● Task
Print the data below line for line, with no changes to any of it.

● Information supplied
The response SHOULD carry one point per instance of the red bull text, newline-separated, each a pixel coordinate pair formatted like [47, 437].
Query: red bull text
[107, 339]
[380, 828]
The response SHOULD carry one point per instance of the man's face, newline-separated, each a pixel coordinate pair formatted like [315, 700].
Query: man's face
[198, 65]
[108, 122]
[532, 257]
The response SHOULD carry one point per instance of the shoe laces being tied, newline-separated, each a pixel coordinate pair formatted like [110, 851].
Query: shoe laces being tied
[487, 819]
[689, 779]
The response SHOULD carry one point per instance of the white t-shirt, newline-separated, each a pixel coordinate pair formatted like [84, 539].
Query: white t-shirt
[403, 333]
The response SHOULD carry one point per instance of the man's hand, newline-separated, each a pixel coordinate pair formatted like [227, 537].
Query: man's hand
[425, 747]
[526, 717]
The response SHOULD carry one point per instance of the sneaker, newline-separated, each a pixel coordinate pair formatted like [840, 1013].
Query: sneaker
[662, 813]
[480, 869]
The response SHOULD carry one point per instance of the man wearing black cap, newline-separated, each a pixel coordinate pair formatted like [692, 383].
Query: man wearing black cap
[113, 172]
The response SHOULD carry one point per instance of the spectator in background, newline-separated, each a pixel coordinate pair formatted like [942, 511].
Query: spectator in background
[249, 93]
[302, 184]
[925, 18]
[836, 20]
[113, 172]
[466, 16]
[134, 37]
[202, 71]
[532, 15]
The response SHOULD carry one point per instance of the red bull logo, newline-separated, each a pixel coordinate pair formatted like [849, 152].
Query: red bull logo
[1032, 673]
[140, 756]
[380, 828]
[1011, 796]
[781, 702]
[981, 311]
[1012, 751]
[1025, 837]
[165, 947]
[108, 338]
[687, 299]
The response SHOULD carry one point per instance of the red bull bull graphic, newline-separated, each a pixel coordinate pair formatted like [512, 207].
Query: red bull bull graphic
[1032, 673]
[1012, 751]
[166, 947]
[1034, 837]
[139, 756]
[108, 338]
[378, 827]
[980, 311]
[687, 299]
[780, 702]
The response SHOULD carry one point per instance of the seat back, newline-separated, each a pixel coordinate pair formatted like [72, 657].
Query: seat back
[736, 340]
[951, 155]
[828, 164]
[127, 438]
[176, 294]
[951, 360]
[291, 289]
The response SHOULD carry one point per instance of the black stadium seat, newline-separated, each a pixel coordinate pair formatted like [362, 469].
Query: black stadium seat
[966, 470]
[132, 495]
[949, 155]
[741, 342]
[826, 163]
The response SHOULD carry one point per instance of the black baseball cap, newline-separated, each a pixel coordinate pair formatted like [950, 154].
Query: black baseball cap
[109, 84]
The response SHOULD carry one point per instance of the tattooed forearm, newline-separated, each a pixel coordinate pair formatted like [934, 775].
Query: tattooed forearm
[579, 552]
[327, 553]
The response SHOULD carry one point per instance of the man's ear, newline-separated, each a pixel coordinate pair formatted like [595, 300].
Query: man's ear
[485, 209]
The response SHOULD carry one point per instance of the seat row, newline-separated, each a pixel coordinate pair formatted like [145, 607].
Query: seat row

● Complete response
The response SHOULD carry one point per instance of the red bull text, newline-separated, each a pixel coordinate pair formatted like [47, 437].
Query: red bull text
[107, 339]
[380, 828]
The response SHOULD carry one point per instance of the man's face, newline-separated, each a pixel coordinate pair formatted like [315, 700].
Query: man's face
[198, 65]
[108, 122]
[532, 257]
The response SHOULD carry one point per instance of the shoe laces being tied, newline-separated, each a pixel coordinate pair formatted like [110, 851].
Query: shoe laces being tied
[487, 819]
[689, 779]
The response SHOULD carry one point per instance of the white t-shirt, newline-separated, each a pixel coordinate pair formatted like [84, 539].
Query: white t-shirt
[403, 333]
The response SHOULD carry one point per instance of the man's hand, newline-separated, each a pixel coordinate pair formatted like [227, 537].
Query: man's hand
[425, 747]
[526, 717]
The response SHOULD carry one point per instance of the sneaker, newline-separated, each a pixel coordinate pair formatted like [840, 1013].
Query: sneaker
[662, 813]
[480, 869]
The response SHOULD carry one point per instance of the man wearing black cap, newline-separated, each a pixel coordinate pair formatted like [692, 383].
Query: man wearing black cap
[113, 172]
The response SHOULD carry one point per instance of the spectator in background, newline-separated, each a pixel coordinate pair formatted like [942, 511].
Query: spectator in background
[249, 93]
[302, 184]
[925, 18]
[836, 20]
[113, 172]
[466, 16]
[134, 37]
[202, 71]
[532, 15]
The response SHOULD carry one point per instance of the red bull logo, newline-separated, each a pixel coordinate pair formatted like [849, 152].
Query: red bull logo
[1032, 673]
[140, 756]
[380, 828]
[1011, 796]
[781, 702]
[981, 311]
[1012, 751]
[1025, 837]
[165, 947]
[108, 338]
[687, 299]
The response SHOULD carry one point per instance of the red bull bull graphic, newline-separated, each a pixel coordinate pair formatted like [512, 207].
Query: red bull bull graphic
[1032, 673]
[1012, 751]
[166, 947]
[1034, 837]
[139, 756]
[108, 338]
[378, 827]
[980, 311]
[687, 299]
[780, 702]
The response SHOULD carry one point per instance of the seat back, newline-separated, each a pixel coordinate pair formatted like [72, 657].
Query: seat back
[736, 340]
[951, 155]
[828, 164]
[127, 438]
[176, 294]
[951, 360]
[291, 289]
The response SHOULD carry one point per instance of the black stadium seat, newline-separated, each a pixel coordinate pair formatted like [362, 469].
Query: black stadium seat
[966, 470]
[132, 495]
[949, 155]
[741, 342]
[826, 163]
The response SHOULD carry one point per instance of the black baseball cap, newline-separated, each a pixel coordinate pair formatted like [950, 154].
Query: black baseball cap
[109, 84]
The response SHOULD carry one point per instance of the tattooed forearm, newline-separated, each a pixel coordinate pair formatted like [934, 775].
Query: tattooed forearm
[579, 552]
[327, 553]
The response SHOULD carry one point per instance of the man's ear, newline-separated, each a pixel coordinate pair formatted like [595, 300].
Query: man's ear
[485, 209]
The response SHOULD carry one point per instance of the seat row, newline-separated, each a pixel coordinate pair formatted like [145, 607].
Query: seat row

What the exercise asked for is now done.